Checking the Bigram Calculations

Before doing the final calculations for the unobserved trigrams, let’s do a simple check on our calculations at the bigram level. In the previous table, all the bigrams except the_house are unobserved which means that if we sum all the unobserved bigram probabilities, we should get the total bigram discount which is \(\alpha(w_{i−1})\). As we see below, this looks like it checks out.

unobs <- qbo_bigrams[-1,]
sum(unobs$prob)
## [1] 0.125

Step 4. iv. Calculate discounted probability mass at the trigram level \(\alpha(w_{i−2},w_{i−1})\)

The getAlphaTrigram function shown below implements the following equation:  

           \(\alpha(w_{i-2},\:w_{i-1}) =\left[ 1 - \sum\limits_{w\:\in\:\mathcal{A}(w_{i-2},\:w_{i-1})} \frac{c^*(w_{i-2},\:w_{i-1},\:w)}{c(w_{i-2},\:w_{i-1})}\:\:\:\:\right]\)

 

to compute the trigram discount. Here we use it to compute the trigram discount for \(q_{BO}(house|sell,the)\):

## Returns the total probability mass discounted from all observed trigrams.
## This is the amount of probability mass which is
## redistributed to UNOBSERVED trigrams. If no trigrams starting with
## bigram$ngram[1] exist, 1 is returned.
##
## obsTrigs - 2 column data.frame or data.table. The first column: ngram,
##            contains all the observed trigrams that start with the bigram
##            prefix we are attempting to the predict the next word of. The 
##            second column: freq, contains the frequency/count of each trigram.

Coordinate labeling data

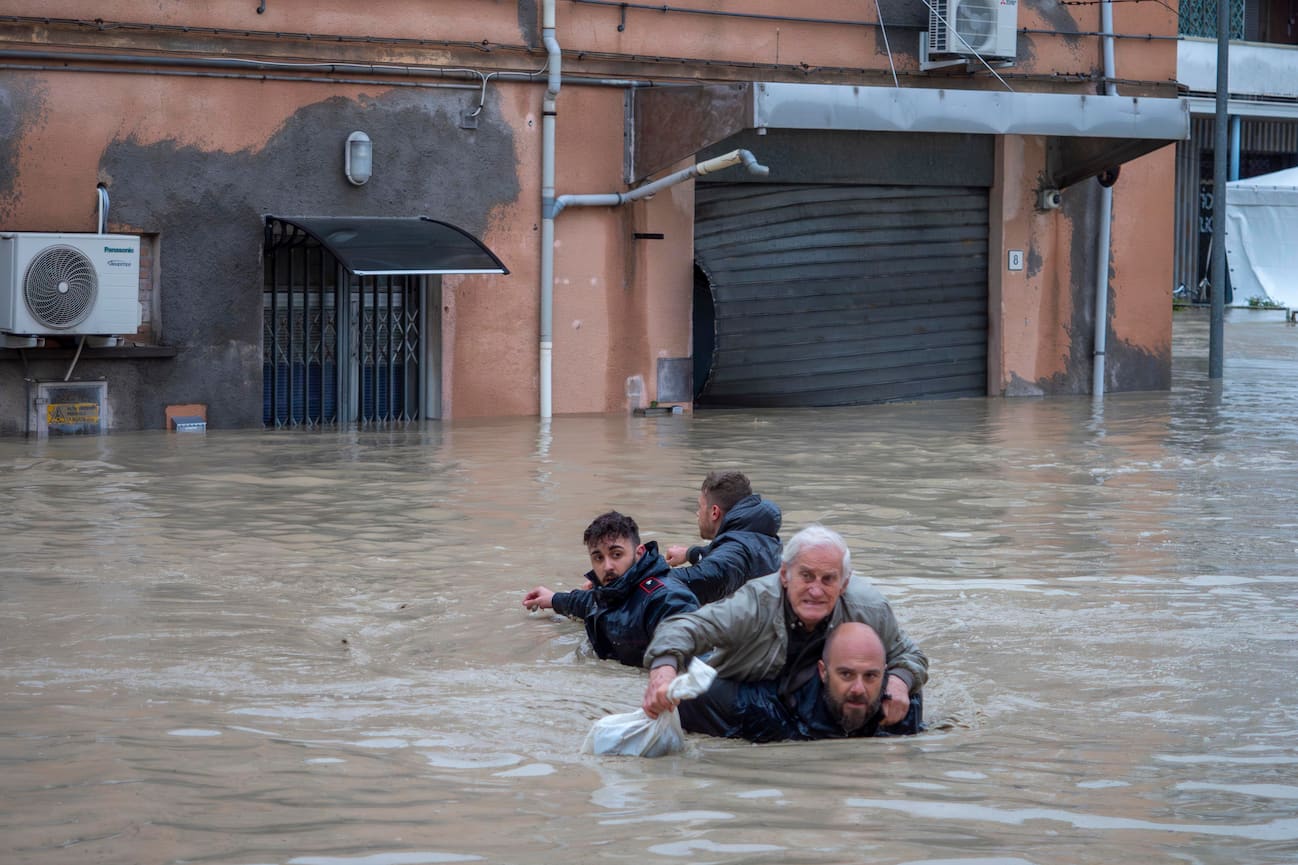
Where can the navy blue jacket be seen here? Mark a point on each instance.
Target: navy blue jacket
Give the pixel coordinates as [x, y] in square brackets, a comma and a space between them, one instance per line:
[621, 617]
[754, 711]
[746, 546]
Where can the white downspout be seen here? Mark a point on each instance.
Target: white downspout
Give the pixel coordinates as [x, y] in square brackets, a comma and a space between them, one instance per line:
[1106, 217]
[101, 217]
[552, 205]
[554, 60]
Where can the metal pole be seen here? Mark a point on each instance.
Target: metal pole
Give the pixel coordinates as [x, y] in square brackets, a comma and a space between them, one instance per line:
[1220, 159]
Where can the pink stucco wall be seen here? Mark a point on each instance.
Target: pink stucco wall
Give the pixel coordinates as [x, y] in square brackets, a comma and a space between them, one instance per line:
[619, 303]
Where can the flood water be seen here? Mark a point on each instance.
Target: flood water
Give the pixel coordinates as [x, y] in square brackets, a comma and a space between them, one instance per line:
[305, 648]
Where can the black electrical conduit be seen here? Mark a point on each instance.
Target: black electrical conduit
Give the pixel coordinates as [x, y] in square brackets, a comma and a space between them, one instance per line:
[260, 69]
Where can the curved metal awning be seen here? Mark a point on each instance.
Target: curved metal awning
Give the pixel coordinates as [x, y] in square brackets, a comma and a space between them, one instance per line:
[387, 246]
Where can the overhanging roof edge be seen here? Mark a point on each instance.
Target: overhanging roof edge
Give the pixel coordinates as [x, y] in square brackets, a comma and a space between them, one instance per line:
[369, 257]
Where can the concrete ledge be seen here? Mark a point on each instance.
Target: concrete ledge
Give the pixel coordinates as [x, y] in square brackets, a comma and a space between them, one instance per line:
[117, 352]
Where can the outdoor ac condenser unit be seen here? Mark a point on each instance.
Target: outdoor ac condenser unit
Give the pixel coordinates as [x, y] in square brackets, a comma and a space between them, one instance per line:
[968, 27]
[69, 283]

• To do
According to the excerpt on checking the bigram calculations, which bigram is the only observed one in the previous table?

• Response below
the_house